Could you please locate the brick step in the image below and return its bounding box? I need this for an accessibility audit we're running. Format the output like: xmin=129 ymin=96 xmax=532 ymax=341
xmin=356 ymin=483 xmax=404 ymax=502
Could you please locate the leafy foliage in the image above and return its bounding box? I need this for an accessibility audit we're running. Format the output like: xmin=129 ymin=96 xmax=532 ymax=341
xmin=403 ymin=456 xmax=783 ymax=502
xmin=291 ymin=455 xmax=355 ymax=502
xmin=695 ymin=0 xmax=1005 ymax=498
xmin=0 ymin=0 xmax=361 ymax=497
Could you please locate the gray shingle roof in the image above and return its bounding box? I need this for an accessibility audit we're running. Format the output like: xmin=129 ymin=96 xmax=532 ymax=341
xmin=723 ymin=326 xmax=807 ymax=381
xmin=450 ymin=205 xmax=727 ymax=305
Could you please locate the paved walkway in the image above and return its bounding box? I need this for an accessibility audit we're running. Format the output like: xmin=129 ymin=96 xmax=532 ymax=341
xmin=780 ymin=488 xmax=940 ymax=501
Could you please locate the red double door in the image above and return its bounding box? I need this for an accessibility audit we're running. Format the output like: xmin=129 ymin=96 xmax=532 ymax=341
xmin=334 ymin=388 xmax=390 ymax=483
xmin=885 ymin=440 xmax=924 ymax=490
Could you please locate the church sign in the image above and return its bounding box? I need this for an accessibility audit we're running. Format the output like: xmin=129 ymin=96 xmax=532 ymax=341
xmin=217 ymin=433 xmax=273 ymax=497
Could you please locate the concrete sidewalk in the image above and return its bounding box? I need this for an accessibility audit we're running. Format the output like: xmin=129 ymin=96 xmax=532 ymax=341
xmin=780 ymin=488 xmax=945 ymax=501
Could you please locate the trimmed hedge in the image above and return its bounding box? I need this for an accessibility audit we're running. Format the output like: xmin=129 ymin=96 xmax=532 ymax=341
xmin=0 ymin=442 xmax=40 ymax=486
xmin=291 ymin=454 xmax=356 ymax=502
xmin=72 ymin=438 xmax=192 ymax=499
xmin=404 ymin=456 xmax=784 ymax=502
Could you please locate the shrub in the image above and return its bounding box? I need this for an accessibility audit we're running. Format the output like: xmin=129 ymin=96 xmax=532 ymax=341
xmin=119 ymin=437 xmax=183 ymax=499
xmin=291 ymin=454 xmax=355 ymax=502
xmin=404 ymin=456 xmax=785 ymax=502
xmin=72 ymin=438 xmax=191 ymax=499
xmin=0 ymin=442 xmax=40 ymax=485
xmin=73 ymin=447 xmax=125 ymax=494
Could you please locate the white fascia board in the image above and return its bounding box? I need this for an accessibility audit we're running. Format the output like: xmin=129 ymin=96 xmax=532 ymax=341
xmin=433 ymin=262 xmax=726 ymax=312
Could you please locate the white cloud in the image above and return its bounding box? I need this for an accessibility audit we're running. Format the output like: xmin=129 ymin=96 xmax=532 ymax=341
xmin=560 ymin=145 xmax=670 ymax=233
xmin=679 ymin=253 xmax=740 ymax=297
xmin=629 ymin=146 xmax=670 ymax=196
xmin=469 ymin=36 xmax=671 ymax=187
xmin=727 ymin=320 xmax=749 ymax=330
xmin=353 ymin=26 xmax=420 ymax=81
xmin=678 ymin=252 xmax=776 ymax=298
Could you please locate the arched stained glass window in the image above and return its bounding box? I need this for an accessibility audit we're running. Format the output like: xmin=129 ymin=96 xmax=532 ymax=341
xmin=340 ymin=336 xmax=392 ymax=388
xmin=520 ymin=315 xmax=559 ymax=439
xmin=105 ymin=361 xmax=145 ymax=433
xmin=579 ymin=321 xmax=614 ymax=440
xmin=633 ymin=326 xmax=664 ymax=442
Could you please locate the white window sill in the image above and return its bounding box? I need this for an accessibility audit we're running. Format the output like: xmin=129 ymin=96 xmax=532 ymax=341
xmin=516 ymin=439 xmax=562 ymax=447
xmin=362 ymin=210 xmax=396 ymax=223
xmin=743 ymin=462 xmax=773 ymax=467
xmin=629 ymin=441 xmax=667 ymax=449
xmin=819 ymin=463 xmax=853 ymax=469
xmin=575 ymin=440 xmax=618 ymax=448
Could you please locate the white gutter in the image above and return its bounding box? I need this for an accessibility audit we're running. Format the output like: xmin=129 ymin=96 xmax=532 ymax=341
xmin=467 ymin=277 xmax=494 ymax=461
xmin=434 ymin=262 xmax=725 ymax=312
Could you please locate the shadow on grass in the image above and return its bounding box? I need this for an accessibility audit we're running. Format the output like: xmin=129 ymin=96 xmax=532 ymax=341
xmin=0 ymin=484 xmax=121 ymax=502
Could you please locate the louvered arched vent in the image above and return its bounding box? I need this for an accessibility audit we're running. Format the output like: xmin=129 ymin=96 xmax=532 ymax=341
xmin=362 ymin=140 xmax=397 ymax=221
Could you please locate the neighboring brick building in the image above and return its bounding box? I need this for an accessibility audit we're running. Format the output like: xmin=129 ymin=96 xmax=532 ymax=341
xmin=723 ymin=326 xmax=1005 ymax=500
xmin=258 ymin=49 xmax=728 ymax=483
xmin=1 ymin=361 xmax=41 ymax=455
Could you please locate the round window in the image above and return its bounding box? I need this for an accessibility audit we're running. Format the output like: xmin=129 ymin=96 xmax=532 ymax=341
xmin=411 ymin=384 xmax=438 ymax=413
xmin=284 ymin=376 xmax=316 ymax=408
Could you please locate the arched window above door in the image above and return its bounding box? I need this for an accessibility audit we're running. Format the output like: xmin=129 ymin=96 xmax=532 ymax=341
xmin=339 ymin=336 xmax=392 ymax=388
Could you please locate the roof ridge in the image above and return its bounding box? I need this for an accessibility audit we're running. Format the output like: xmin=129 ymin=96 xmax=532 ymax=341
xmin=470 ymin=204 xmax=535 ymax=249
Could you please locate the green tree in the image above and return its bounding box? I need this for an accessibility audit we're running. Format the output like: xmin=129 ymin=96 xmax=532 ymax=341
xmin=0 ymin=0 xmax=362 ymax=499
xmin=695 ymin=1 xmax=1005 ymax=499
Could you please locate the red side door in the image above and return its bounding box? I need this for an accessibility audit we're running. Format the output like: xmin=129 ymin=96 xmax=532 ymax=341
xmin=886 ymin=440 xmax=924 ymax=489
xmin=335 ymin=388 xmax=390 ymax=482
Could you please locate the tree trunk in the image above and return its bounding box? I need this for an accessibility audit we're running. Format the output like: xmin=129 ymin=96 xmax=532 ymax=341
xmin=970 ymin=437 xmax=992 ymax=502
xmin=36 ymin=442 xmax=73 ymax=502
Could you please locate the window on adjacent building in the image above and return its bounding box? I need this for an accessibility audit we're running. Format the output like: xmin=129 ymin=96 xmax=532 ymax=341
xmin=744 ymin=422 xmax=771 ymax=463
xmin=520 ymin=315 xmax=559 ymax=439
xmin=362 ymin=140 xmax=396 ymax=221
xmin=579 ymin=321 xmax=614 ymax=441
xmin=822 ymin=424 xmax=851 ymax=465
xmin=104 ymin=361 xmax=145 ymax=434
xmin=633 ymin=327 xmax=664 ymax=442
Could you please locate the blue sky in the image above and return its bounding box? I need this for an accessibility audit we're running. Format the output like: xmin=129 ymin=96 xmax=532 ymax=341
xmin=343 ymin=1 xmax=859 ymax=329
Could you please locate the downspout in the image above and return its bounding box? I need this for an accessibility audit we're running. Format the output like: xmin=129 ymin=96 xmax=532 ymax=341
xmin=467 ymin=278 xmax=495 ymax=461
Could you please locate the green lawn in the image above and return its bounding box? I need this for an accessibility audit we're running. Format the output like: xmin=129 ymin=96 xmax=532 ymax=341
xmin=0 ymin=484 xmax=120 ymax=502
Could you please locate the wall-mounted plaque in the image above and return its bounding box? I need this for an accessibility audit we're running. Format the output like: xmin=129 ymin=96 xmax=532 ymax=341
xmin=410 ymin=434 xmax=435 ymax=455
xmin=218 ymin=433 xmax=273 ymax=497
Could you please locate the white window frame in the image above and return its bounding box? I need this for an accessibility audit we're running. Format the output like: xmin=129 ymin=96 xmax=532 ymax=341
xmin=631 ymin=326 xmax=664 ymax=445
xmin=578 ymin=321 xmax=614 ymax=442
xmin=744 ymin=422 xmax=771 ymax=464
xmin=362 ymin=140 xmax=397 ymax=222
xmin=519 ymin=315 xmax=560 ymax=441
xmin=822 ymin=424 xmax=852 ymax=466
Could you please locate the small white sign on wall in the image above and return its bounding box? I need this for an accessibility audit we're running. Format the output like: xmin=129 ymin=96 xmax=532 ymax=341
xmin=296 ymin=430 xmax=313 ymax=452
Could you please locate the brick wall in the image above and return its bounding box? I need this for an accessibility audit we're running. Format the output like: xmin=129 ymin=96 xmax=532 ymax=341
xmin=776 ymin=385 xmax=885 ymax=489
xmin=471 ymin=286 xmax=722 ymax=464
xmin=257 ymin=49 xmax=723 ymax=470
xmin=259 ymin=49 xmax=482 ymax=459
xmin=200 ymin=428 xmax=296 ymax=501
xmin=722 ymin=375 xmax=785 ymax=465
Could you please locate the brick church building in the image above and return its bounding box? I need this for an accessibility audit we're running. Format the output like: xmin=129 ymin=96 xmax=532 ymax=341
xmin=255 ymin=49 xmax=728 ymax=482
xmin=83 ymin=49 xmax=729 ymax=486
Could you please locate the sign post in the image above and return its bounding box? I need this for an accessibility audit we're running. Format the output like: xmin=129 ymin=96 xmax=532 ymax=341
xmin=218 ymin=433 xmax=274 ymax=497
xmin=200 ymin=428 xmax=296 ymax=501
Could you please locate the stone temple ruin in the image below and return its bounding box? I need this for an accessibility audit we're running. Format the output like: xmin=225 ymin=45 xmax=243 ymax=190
=======
Requirement: Starting with the line that holds "Could you please locate the brick wall", copy every line through the end of the data above. Reproduce them exactly, with no other material.

Finished task:
Could you please locate the brick wall in the image above and return its bounding box? I need this for an accessibility audit we're running. Format the output like: xmin=129 ymin=96 xmax=532 ymax=341
xmin=776 ymin=385 xmax=885 ymax=489
xmin=471 ymin=286 xmax=722 ymax=464
xmin=257 ymin=49 xmax=723 ymax=470
xmin=259 ymin=49 xmax=482 ymax=459
xmin=200 ymin=428 xmax=296 ymax=501
xmin=722 ymin=375 xmax=785 ymax=465
Could you please locate the brick church building in the image above and return its bounding box? I need this for an accessibility audit we're running. Format the output like: xmin=129 ymin=96 xmax=532 ymax=341
xmin=255 ymin=49 xmax=728 ymax=482
xmin=83 ymin=49 xmax=729 ymax=486
Could you please locate the sign post in the image above and return its bounding box? I need this for an accessibility audit we're running. Format the output like: xmin=129 ymin=96 xmax=532 ymax=341
xmin=218 ymin=433 xmax=274 ymax=497
xmin=200 ymin=428 xmax=296 ymax=501
Could you please locate the stone temple ruin in the image below and return its bounding box? I need this for an accessibility audit we're running. Format the output like: xmin=225 ymin=45 xmax=243 ymax=190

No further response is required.